> Exercise prompt: Locate and copy each line in the data that contains the word "instance".

****

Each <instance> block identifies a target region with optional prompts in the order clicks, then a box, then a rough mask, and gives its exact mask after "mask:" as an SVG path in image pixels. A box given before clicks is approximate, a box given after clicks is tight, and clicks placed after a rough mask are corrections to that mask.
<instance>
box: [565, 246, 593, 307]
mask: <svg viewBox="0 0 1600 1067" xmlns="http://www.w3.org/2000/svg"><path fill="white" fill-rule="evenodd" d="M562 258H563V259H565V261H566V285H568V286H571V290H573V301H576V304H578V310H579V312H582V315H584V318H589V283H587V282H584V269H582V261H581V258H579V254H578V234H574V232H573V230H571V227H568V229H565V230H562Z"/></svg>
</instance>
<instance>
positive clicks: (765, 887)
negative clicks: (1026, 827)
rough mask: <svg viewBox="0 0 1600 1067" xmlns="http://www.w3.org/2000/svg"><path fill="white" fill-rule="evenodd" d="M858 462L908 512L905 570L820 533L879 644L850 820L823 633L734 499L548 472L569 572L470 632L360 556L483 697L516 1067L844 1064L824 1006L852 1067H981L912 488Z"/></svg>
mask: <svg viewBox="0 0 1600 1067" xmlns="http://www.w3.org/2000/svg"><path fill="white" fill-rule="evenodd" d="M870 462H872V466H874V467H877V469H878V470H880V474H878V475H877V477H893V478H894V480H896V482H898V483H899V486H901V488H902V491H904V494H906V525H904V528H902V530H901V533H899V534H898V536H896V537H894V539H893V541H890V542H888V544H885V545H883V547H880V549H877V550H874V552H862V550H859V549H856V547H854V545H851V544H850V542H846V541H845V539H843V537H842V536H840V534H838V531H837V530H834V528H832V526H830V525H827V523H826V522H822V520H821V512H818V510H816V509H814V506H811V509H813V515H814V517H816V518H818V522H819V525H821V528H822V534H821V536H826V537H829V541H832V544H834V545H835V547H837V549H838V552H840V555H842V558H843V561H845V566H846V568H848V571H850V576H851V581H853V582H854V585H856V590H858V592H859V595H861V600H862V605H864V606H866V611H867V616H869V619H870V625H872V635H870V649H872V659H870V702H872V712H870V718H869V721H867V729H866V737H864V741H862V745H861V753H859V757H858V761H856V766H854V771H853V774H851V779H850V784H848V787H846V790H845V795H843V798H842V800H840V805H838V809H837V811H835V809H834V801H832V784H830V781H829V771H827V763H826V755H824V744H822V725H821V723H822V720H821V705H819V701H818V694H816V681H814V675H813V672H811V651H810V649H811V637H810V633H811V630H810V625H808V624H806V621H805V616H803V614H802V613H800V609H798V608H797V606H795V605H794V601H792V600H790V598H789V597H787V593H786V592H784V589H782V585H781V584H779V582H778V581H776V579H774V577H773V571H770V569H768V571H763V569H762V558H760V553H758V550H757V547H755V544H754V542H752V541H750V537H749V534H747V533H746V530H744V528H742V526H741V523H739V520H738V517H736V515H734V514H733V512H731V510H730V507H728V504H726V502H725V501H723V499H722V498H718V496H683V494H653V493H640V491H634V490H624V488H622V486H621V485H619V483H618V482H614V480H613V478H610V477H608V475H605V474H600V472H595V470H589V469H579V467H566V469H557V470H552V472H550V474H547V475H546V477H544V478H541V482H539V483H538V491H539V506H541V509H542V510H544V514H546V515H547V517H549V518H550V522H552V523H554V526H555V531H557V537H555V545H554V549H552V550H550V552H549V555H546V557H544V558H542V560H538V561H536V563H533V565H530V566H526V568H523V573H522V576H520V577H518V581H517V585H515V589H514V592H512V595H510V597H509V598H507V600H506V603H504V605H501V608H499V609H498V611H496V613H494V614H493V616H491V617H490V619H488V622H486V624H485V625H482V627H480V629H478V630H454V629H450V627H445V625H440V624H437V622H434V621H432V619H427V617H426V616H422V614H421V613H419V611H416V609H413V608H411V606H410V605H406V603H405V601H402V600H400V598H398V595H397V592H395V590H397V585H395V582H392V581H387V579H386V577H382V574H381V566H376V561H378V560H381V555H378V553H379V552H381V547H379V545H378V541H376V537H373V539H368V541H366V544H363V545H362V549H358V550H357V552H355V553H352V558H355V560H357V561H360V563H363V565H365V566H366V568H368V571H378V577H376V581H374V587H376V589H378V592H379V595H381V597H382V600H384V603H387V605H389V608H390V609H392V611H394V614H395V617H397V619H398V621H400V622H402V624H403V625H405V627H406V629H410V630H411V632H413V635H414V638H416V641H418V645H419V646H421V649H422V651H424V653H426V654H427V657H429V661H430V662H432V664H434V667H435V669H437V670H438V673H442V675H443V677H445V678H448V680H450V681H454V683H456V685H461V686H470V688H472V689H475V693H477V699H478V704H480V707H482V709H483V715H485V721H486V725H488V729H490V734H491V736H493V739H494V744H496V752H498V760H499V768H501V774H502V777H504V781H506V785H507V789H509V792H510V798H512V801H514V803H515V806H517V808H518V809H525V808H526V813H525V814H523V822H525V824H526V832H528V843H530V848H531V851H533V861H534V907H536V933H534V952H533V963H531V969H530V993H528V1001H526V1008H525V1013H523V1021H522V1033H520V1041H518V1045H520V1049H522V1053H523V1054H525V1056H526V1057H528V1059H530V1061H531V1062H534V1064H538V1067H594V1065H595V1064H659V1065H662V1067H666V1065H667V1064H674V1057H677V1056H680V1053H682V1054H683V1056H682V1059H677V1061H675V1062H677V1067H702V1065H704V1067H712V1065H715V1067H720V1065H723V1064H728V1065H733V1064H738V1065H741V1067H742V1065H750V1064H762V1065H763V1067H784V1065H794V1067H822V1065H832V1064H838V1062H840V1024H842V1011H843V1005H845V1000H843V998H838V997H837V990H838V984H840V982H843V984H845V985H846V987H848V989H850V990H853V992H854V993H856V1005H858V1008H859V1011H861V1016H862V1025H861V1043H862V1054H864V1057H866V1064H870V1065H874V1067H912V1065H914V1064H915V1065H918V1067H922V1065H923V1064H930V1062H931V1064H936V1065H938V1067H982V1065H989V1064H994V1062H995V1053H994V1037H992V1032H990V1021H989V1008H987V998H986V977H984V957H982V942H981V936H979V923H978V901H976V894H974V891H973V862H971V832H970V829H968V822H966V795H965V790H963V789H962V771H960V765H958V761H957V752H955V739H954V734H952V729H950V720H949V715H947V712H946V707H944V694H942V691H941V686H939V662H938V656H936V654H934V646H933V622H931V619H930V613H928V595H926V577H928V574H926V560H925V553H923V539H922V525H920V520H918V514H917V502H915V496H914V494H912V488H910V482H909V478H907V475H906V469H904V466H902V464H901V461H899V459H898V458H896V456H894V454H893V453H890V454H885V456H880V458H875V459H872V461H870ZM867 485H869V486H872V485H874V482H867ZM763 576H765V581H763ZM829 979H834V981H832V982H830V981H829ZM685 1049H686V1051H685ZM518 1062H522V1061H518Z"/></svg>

****

> Answer for this exercise:
Each <instance> block identifies a target region with optional prompts in the order clicks, then a box, then a rough mask, and gives its exact mask after "mask:" as an SVG path in image pixels. A box given before clicks is approximate, a box given after clicks is tight, and clicks placed after a rough mask are corrections to that mask.
<instance>
</instance>
<instance>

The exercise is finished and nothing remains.